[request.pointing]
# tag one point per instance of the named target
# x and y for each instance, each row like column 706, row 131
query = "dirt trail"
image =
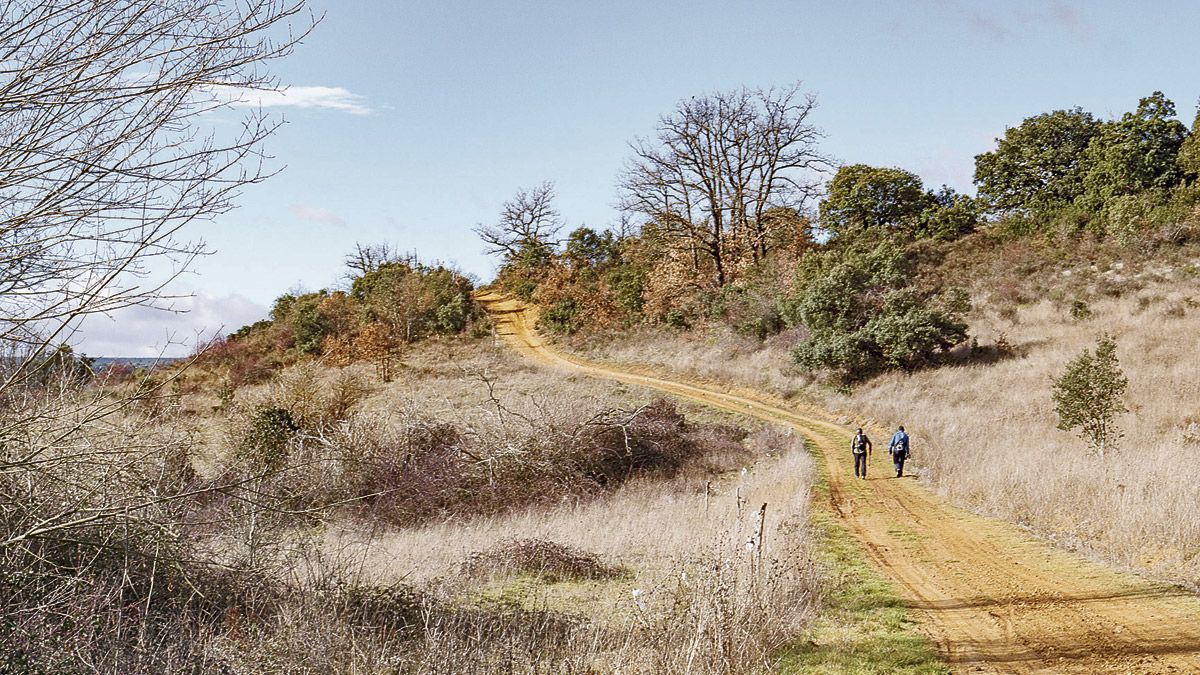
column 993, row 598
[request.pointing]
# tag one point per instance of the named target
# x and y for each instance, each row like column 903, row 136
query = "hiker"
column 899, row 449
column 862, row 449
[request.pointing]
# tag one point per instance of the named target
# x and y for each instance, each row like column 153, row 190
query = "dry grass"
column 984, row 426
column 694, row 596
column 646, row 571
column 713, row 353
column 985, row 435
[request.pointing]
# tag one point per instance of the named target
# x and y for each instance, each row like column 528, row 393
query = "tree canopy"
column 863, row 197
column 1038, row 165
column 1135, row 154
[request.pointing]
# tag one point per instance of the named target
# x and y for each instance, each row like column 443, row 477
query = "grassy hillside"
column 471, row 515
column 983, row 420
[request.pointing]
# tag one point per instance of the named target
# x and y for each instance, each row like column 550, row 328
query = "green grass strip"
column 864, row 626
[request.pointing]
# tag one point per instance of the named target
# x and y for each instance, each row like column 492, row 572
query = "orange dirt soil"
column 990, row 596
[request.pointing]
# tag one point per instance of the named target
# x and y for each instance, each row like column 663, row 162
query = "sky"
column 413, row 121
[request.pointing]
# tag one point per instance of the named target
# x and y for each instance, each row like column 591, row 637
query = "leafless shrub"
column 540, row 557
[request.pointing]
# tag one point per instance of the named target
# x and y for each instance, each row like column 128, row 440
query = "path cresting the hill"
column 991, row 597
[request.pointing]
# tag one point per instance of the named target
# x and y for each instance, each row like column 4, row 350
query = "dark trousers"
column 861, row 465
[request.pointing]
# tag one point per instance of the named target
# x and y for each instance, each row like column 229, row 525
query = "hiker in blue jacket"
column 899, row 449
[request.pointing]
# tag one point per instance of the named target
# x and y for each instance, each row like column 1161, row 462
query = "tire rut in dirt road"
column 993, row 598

___

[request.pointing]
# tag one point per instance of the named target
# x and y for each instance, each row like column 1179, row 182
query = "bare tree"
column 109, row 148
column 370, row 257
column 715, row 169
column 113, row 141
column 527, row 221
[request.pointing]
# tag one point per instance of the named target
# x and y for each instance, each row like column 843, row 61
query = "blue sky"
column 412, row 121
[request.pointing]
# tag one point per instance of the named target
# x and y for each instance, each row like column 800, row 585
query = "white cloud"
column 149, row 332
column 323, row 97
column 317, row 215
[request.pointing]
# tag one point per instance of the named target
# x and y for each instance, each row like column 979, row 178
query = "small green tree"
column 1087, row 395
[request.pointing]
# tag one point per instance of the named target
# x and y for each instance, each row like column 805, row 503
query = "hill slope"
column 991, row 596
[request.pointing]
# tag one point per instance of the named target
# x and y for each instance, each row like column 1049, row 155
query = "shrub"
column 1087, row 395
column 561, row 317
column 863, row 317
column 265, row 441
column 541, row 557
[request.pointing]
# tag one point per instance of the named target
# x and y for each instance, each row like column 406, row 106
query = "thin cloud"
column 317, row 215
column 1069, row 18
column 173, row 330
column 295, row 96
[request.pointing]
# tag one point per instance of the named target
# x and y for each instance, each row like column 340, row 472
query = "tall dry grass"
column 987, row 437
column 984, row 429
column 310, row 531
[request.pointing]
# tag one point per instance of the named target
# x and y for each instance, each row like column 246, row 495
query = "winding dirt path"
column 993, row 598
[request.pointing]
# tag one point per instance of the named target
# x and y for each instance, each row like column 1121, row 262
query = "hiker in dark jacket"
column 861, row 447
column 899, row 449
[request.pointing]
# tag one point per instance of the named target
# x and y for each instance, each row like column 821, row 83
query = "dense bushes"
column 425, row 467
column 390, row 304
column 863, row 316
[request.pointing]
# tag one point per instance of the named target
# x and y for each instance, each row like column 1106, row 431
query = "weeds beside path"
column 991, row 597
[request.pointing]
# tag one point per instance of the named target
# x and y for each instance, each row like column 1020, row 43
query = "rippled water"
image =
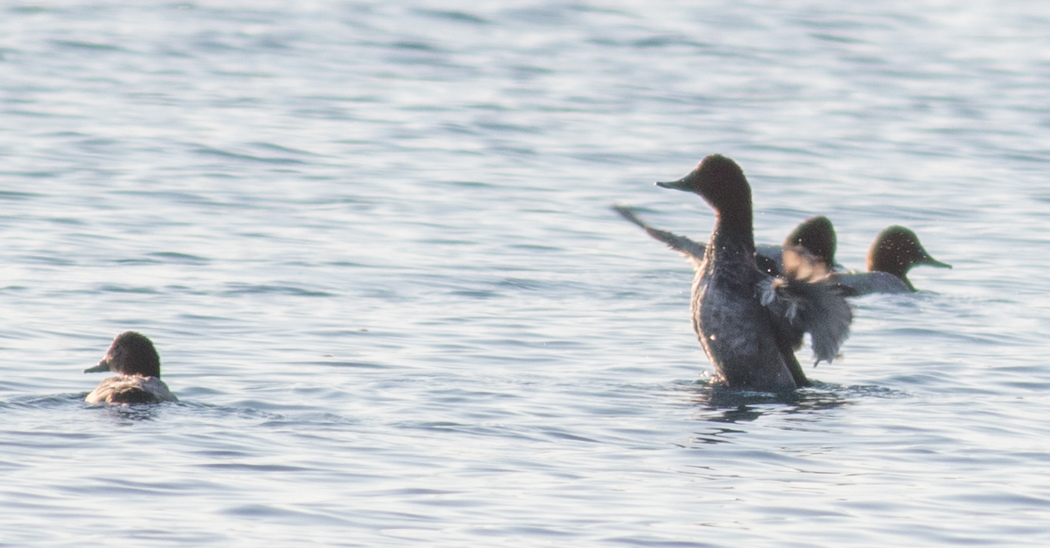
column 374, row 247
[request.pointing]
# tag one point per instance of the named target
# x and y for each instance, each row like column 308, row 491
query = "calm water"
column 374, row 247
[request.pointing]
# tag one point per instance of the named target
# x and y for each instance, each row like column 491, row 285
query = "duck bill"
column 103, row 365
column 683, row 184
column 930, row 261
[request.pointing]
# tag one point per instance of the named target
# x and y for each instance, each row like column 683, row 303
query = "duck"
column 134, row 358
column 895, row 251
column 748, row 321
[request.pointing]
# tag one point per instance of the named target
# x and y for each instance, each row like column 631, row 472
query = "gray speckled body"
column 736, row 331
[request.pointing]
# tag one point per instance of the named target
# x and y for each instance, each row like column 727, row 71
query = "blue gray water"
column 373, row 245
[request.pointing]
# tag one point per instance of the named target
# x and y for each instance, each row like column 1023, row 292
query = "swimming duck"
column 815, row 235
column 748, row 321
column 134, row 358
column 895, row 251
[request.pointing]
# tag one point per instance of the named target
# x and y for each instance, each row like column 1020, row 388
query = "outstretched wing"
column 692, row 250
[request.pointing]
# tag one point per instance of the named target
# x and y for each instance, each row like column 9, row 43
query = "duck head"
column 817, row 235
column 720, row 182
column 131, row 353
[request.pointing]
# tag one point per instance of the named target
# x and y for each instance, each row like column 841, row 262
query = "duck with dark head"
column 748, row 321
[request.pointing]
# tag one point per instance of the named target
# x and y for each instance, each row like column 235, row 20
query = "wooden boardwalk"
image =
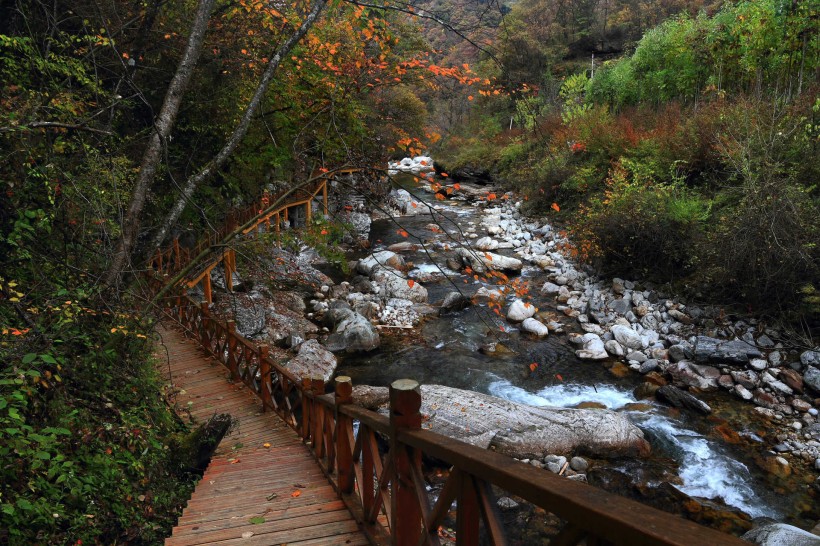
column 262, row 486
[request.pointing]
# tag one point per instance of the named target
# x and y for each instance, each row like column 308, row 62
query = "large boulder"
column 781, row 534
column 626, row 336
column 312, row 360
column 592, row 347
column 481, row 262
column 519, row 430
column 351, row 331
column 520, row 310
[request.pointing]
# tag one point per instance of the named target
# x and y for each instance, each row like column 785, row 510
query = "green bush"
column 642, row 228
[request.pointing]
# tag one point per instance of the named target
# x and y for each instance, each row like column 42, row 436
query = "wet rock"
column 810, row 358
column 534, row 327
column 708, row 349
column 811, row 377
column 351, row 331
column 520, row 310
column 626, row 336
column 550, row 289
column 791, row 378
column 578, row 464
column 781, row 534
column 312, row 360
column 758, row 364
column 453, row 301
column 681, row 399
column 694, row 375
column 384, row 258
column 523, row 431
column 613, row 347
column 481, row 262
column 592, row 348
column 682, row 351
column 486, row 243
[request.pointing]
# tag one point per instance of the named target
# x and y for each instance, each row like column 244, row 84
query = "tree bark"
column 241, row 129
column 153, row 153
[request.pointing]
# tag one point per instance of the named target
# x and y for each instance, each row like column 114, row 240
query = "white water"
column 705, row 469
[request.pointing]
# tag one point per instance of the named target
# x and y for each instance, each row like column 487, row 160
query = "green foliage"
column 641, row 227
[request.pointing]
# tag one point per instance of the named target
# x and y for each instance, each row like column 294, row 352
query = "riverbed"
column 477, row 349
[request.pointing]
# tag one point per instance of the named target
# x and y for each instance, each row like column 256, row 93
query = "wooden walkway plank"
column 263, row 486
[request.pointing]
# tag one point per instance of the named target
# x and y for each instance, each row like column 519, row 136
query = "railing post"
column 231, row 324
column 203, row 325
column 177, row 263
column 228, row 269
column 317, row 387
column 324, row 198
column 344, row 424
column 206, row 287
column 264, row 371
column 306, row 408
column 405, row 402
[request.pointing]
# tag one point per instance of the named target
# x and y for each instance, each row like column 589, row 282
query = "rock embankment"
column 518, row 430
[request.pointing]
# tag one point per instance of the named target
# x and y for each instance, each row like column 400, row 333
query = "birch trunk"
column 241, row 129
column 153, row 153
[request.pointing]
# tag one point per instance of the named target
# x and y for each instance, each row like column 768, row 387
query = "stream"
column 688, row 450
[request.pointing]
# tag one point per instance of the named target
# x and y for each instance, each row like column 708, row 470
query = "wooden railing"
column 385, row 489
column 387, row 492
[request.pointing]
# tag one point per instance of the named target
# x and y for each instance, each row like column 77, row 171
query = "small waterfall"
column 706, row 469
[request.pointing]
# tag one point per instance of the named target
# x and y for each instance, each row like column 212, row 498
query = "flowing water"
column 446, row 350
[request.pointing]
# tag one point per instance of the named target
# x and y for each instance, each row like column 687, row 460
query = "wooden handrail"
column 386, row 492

___

Gather each line of the data above that contains the string "hiker", and copy those lines out in full.

query = "hiker"
query = "hiker in blue jacket"
query = "hiker in dark jacket"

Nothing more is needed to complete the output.